Materials provided:
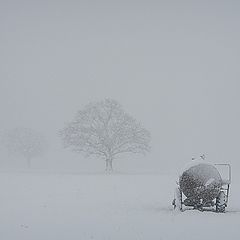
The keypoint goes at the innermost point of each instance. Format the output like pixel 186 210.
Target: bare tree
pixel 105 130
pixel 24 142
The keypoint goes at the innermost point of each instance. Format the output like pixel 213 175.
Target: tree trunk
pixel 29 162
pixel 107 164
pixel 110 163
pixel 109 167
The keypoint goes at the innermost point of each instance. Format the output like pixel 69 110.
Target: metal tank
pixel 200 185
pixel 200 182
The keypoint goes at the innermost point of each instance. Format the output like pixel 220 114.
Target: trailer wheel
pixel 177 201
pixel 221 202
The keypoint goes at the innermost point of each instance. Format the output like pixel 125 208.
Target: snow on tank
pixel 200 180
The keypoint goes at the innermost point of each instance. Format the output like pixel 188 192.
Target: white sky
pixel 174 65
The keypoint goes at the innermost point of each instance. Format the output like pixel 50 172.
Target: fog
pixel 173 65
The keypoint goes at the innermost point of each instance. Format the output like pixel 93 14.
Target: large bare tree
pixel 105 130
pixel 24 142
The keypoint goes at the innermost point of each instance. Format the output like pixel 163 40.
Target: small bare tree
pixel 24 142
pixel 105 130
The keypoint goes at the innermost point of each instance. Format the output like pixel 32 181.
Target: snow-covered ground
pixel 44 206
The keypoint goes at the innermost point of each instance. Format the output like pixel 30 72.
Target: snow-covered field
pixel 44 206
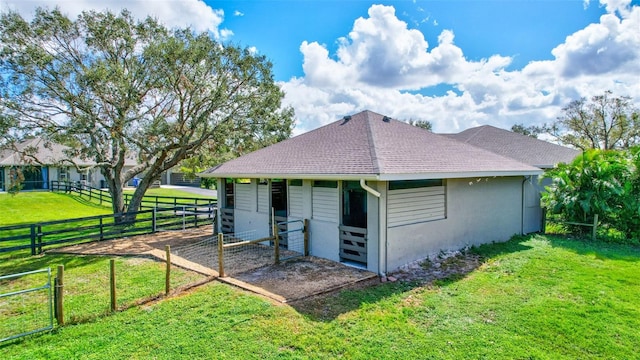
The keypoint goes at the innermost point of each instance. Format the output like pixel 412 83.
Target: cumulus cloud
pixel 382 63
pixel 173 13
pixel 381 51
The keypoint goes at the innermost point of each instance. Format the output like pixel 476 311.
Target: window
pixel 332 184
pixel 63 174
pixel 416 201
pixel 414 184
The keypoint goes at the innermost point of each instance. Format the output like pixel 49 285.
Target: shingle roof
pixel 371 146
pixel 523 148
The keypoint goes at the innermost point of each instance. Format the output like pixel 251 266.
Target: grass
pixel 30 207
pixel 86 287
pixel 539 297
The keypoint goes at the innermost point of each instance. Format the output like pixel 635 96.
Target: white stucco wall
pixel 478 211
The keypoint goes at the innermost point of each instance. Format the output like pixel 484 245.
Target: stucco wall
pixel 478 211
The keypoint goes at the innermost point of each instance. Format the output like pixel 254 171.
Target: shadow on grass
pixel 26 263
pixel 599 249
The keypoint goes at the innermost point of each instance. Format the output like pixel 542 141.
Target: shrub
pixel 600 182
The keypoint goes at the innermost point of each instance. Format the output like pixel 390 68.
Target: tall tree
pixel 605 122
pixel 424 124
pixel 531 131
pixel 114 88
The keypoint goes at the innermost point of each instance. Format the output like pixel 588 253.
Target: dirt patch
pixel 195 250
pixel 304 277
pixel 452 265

---

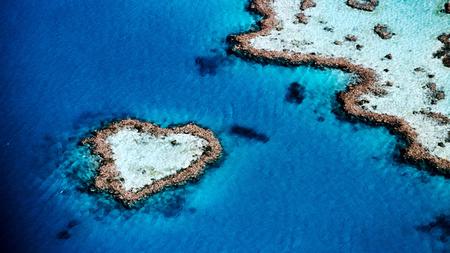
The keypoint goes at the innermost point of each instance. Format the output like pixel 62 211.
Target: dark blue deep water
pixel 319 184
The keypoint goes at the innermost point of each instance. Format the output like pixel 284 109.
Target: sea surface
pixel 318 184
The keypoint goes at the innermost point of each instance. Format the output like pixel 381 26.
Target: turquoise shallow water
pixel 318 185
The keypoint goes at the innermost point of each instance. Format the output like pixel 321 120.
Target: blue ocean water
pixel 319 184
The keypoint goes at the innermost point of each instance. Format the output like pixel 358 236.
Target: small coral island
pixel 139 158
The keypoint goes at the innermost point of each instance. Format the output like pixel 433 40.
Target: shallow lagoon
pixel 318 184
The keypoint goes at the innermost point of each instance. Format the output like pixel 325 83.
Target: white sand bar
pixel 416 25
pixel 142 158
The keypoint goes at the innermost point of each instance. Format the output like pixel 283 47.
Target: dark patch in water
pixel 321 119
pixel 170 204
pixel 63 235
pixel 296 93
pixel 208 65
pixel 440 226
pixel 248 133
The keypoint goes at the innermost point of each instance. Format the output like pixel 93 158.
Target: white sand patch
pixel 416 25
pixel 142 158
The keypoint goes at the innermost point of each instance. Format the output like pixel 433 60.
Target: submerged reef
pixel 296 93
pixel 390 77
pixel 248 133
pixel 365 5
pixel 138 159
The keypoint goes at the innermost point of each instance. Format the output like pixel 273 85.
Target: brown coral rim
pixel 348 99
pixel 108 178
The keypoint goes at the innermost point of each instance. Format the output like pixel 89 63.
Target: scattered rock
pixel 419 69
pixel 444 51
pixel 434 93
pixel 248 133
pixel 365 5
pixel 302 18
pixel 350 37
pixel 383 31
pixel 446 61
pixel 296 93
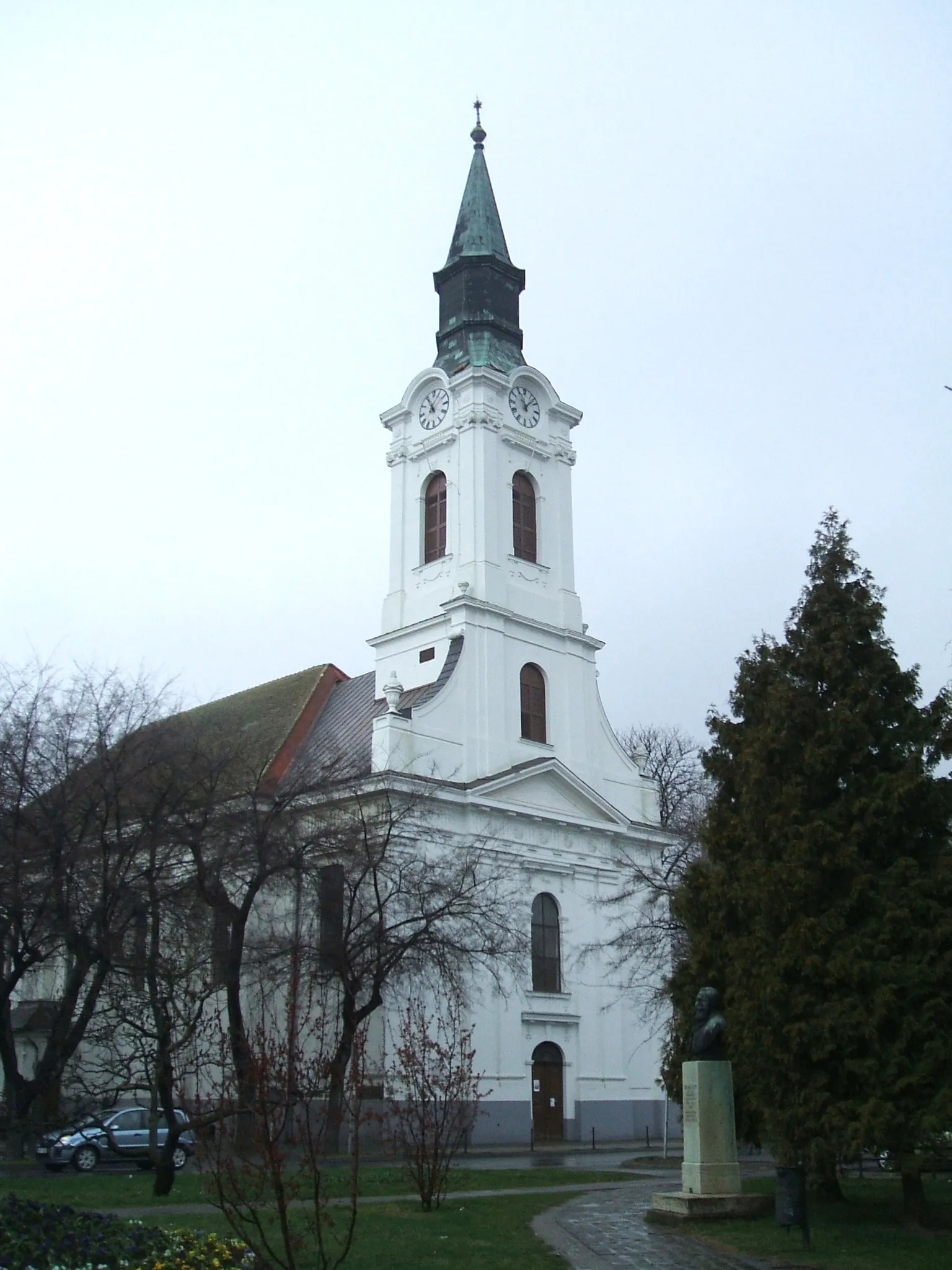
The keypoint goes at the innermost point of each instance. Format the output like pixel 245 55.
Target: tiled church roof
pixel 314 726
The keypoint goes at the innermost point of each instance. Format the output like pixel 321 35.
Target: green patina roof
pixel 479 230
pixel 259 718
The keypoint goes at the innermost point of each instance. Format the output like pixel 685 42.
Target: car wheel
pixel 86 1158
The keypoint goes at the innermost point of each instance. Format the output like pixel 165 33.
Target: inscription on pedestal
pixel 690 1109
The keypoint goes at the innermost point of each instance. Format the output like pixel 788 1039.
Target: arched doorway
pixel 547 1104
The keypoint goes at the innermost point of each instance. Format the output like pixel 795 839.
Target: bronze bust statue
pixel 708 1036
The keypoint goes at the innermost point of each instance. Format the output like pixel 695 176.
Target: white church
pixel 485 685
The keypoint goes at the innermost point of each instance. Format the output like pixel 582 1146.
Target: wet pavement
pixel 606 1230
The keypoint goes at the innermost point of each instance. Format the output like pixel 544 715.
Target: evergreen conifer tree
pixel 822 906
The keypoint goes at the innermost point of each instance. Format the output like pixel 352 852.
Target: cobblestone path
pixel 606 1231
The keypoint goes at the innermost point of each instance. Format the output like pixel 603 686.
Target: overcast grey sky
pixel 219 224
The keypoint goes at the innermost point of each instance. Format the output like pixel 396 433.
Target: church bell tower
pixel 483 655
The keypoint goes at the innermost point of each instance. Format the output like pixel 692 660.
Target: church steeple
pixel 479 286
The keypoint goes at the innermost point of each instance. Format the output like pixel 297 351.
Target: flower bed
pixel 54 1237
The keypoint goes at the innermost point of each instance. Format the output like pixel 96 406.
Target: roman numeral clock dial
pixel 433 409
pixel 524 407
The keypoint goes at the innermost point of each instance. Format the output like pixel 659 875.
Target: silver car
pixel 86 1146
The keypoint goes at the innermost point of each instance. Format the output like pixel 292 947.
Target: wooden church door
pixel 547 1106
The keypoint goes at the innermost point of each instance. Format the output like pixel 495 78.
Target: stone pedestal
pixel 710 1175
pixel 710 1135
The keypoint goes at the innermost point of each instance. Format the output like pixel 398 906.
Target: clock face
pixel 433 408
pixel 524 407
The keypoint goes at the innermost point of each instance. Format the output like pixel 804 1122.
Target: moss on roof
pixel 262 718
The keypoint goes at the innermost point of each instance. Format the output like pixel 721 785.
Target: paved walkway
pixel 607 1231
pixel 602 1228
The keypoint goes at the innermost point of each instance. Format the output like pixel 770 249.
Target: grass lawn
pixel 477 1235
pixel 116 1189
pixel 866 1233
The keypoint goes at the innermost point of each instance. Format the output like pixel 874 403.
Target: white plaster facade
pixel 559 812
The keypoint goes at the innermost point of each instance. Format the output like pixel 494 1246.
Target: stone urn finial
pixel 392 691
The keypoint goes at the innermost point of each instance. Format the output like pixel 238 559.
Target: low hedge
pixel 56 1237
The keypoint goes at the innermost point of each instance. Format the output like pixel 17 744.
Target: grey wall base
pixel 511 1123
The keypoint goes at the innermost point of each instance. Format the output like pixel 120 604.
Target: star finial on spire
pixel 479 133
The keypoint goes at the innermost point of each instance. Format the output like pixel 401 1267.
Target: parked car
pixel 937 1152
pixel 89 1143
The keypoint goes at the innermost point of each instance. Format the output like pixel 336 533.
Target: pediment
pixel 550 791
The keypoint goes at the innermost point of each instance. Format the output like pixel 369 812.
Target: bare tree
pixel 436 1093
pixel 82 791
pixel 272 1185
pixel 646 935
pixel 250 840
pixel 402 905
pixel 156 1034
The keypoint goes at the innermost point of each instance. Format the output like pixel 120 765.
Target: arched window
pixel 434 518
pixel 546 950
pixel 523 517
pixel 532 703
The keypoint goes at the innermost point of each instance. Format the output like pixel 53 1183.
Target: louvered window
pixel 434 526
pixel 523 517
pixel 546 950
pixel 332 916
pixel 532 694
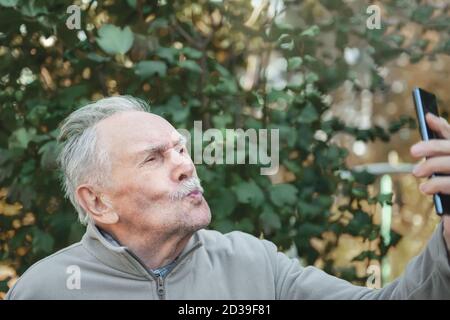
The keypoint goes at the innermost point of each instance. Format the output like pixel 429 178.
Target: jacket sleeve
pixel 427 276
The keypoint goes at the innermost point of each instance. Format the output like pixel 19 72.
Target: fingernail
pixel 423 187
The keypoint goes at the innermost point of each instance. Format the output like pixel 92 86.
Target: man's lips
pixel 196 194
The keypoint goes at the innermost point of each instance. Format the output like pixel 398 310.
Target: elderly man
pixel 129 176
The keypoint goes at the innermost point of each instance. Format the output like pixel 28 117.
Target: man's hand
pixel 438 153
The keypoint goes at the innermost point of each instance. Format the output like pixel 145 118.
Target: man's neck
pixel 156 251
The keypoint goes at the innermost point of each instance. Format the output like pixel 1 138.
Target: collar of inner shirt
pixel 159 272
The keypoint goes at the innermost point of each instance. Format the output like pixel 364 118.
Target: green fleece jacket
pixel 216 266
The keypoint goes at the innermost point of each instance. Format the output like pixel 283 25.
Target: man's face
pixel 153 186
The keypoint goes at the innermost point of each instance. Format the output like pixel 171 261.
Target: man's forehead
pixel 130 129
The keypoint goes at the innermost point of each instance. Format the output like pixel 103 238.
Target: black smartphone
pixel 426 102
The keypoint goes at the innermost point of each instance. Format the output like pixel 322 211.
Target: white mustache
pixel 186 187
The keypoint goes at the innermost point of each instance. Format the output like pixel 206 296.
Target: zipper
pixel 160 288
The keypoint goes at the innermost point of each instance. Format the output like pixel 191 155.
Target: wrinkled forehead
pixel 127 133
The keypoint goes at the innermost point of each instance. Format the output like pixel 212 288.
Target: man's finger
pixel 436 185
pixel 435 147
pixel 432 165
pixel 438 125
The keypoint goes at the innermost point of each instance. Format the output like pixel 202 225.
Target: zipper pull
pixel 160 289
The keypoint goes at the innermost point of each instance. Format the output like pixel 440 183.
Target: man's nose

...

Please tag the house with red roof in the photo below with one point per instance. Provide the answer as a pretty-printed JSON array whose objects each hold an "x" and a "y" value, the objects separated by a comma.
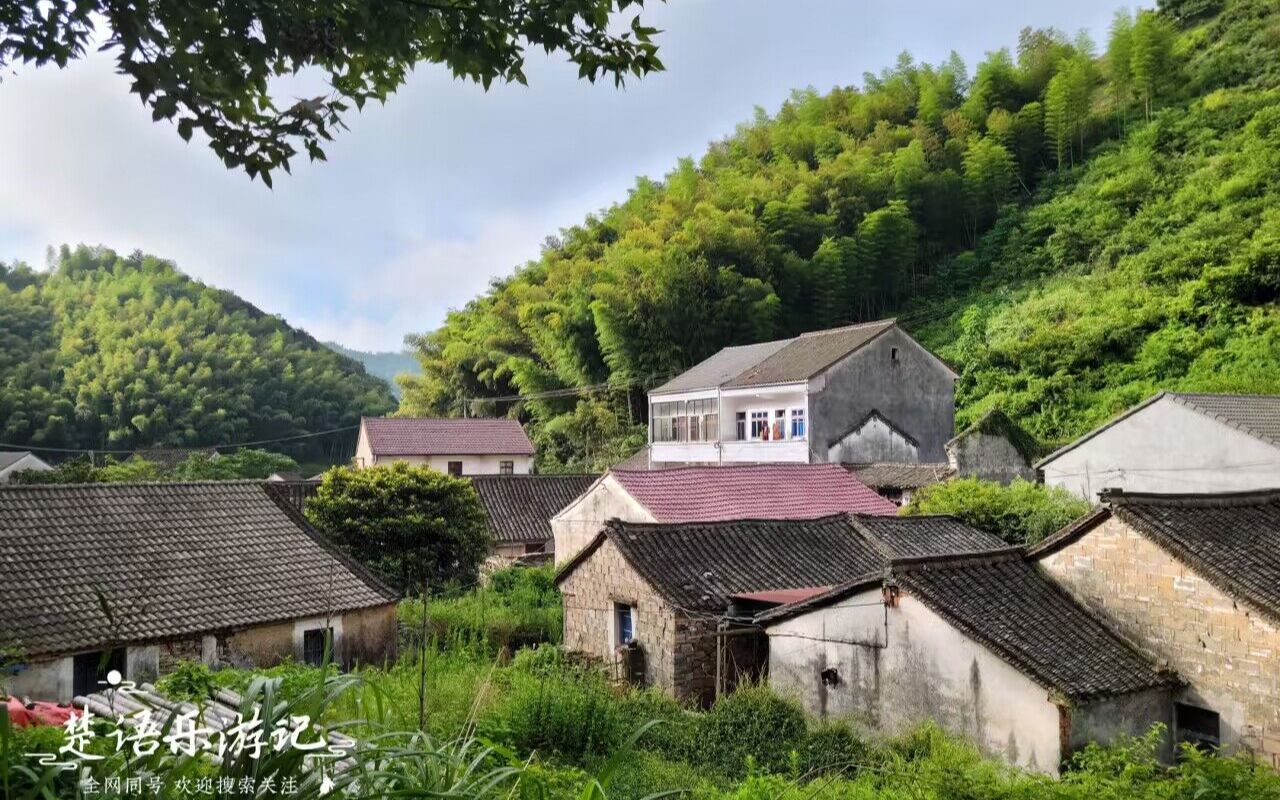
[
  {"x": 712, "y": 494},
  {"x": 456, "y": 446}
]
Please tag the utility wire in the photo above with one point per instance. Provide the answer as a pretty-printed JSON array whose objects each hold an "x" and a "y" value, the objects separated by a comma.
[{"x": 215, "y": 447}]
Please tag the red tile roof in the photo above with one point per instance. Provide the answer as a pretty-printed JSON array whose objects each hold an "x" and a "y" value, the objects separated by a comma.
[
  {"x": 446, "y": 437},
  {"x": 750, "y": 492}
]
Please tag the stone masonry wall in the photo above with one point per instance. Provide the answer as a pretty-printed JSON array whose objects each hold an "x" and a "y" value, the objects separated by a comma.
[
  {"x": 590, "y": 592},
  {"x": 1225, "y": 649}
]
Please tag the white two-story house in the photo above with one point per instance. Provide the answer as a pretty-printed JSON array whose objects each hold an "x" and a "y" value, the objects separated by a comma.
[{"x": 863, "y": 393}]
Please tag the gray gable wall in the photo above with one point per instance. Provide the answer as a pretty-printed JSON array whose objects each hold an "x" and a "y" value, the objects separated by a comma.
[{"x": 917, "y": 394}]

Goal of the exercise: Above this task is a listing with pictures in it. Retype only the lines from the one containing "pixel 69 110." through the one containing "pixel 635 96.", both included, and not the pictures.

Answer to the exercise:
The keypoint goes at the innermost point of each instance. Format the output like pixel 69 110.
Target: metal tank
pixel 200 185
pixel 200 182
The keypoint goes at the innermost point of each instance. Format the output like pixel 220 114.
Target: trailer wheel
pixel 177 201
pixel 221 202
The keypoint goes at the innermost point of each instance. Format the output like pixel 125 208.
Target: snow on tank
pixel 200 180
The keypoint goes at the innermost point of each instance. Format the output like pixel 188 192.
Target: white sky
pixel 174 65
The keypoint goes at the innermost point of each instance. Format the output like pixel 50 172.
Target: fog
pixel 173 65
The keypoint goes at the innermost point of each instance. Format the output like pixel 93 14.
Target: large bare tree
pixel 105 130
pixel 24 142
The keypoint goes at the innermost point of each instance. Format the output like pixel 163 40.
Target: small bare tree
pixel 24 142
pixel 105 130
The keypoint goes at the innermost point of each instance. Format the output like pixel 32 181.
Target: snow-covered ground
pixel 44 206
The keypoint goes at the innermost point of each instance. Format the output like pixel 30 72.
Target: snow-covered field
pixel 44 206
The keypoint goes at the innermost point of each instance. Format the output like pixel 412 83.
Target: cumulus cloud
pixel 382 63
pixel 173 13
pixel 381 51
The keypoint goes at the innermost point of each instance. Format the output like pixel 476 311.
Target: window
pixel 332 184
pixel 63 174
pixel 416 201
pixel 414 184
The keypoint goes at the innermost point of each instance. Format the output like pixel 49 285.
Target: shingle roof
pixel 371 146
pixel 523 148
The keypoint goes at the innermost point of each instance. Format the output like pixel 251 266.
Target: grass
pixel 30 207
pixel 86 287
pixel 539 297
The keypoint goes at the innermost point of each instance. Format the output like pixel 635 96.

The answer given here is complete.